Copy the records that follow exactly as written, but not their pictures.
┌────────
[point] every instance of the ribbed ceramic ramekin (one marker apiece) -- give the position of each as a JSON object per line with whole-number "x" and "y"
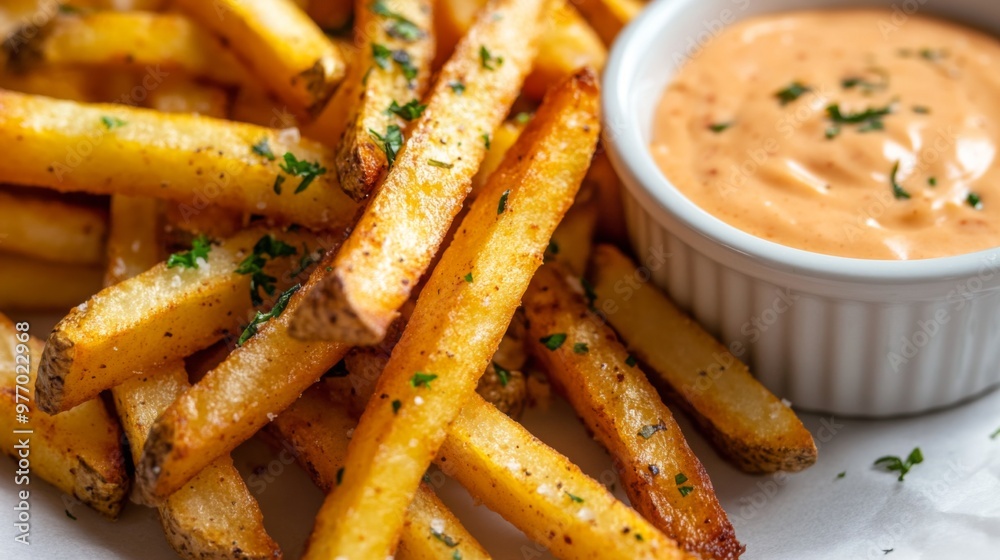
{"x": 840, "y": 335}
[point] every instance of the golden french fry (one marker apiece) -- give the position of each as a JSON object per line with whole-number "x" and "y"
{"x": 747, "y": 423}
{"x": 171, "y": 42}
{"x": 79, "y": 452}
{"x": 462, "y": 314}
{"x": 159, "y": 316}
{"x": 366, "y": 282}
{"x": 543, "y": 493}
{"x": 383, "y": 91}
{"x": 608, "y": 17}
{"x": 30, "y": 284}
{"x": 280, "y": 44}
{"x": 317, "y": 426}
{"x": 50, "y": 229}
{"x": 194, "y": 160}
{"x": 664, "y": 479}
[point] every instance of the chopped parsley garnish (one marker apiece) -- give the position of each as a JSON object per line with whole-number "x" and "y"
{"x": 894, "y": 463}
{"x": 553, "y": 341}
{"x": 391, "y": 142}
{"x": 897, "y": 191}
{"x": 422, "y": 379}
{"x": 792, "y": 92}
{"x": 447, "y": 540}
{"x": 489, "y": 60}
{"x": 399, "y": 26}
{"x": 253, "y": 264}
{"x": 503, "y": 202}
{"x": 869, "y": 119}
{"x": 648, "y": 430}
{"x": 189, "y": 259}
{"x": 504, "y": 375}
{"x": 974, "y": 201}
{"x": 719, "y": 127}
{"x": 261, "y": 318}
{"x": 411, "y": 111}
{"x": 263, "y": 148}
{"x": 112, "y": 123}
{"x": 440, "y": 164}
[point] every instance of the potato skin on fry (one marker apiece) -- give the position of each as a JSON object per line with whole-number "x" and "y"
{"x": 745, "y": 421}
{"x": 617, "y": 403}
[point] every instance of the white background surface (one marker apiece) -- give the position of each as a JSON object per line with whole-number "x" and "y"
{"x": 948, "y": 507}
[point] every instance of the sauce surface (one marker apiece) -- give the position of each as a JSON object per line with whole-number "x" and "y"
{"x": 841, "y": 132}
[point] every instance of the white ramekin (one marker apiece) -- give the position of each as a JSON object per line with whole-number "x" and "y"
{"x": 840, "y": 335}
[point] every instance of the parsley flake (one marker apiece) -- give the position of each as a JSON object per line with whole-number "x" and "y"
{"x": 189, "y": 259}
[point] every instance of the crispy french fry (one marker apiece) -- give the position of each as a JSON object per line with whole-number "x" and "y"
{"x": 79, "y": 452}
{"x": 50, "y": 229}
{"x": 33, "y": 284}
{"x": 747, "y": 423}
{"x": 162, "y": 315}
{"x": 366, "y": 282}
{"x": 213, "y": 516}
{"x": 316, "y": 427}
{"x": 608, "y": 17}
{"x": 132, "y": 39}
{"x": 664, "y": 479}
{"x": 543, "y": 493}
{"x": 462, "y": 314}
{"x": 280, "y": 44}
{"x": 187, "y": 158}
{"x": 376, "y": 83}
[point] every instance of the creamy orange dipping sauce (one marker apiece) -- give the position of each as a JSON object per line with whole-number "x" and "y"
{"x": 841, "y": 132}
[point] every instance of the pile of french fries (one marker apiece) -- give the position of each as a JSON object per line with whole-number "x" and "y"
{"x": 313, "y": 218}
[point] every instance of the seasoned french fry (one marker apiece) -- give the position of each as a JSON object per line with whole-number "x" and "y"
└────────
> Output below
[point] every instance of the ribbed ceramic ramekin (one marker apiece) -- give the position of each as a JSON object per line with whole-number "x" and "y"
{"x": 840, "y": 335}
[point] every instance of the golden french fry (one marker apiece) -- give the position of each as a JSON object per line with whole-number "x" and "y"
{"x": 747, "y": 423}
{"x": 171, "y": 42}
{"x": 79, "y": 452}
{"x": 462, "y": 314}
{"x": 159, "y": 316}
{"x": 366, "y": 282}
{"x": 543, "y": 493}
{"x": 383, "y": 91}
{"x": 608, "y": 17}
{"x": 30, "y": 284}
{"x": 280, "y": 44}
{"x": 317, "y": 426}
{"x": 50, "y": 229}
{"x": 194, "y": 160}
{"x": 664, "y": 479}
[point] every instance of the chopped parsley garnish (one marker apiece) -- give the position of each as a JSON object per line with whole-number "x" and "y"
{"x": 894, "y": 463}
{"x": 553, "y": 341}
{"x": 391, "y": 142}
{"x": 897, "y": 191}
{"x": 422, "y": 379}
{"x": 792, "y": 92}
{"x": 447, "y": 540}
{"x": 489, "y": 60}
{"x": 399, "y": 26}
{"x": 253, "y": 264}
{"x": 503, "y": 202}
{"x": 869, "y": 119}
{"x": 648, "y": 430}
{"x": 189, "y": 259}
{"x": 504, "y": 375}
{"x": 974, "y": 201}
{"x": 719, "y": 127}
{"x": 261, "y": 318}
{"x": 411, "y": 111}
{"x": 263, "y": 148}
{"x": 112, "y": 123}
{"x": 440, "y": 164}
[point] every instance of the potato skin on fry (one marker apiece) -- give the position of each as a JSON object per line with whole-number "x" and "y"
{"x": 745, "y": 421}
{"x": 617, "y": 403}
[point] every instance of the white background surface (one marker apiece) -- give the position of each as a JSON object per line with whole-number "x" and "y"
{"x": 948, "y": 507}
[point] every instance of the sauce surface (one marker apiece) -- give the position of each as a JSON object per line with whole-number "x" and "y"
{"x": 841, "y": 132}
[point] every instance of the white ramekin (one marker apiece) -- give the position of each as a JSON object per line with whole-number "x" and "y"
{"x": 840, "y": 335}
[point] every instance of the parsley flake (one marker apiece) -- give the position of each as a JSON object per line with whole-number "x" and "y"
{"x": 189, "y": 259}
[point] every instance of the crispy french fry (one marker apiece) -- give the position of each as a JSON object per line with whole-number "x" and "y"
{"x": 79, "y": 452}
{"x": 50, "y": 229}
{"x": 33, "y": 284}
{"x": 747, "y": 423}
{"x": 162, "y": 315}
{"x": 366, "y": 282}
{"x": 213, "y": 516}
{"x": 316, "y": 427}
{"x": 608, "y": 17}
{"x": 132, "y": 39}
{"x": 664, "y": 479}
{"x": 543, "y": 493}
{"x": 462, "y": 314}
{"x": 280, "y": 44}
{"x": 187, "y": 158}
{"x": 376, "y": 83}
[point] every instance of the creamy orange dipping sauce (one marker apiece) -- give the position of each as a JSON object per line with whole-number "x" and "y"
{"x": 841, "y": 132}
[point] every instance of the pile of french fries (one marker apiece) -- give the position of each as a JSON object per line with whole-number "x" and "y"
{"x": 313, "y": 218}
[point] every instance of the seasoned french fry (one marker apiece) -- give the position of each as a JSON object per line with whole-number "x" and "y"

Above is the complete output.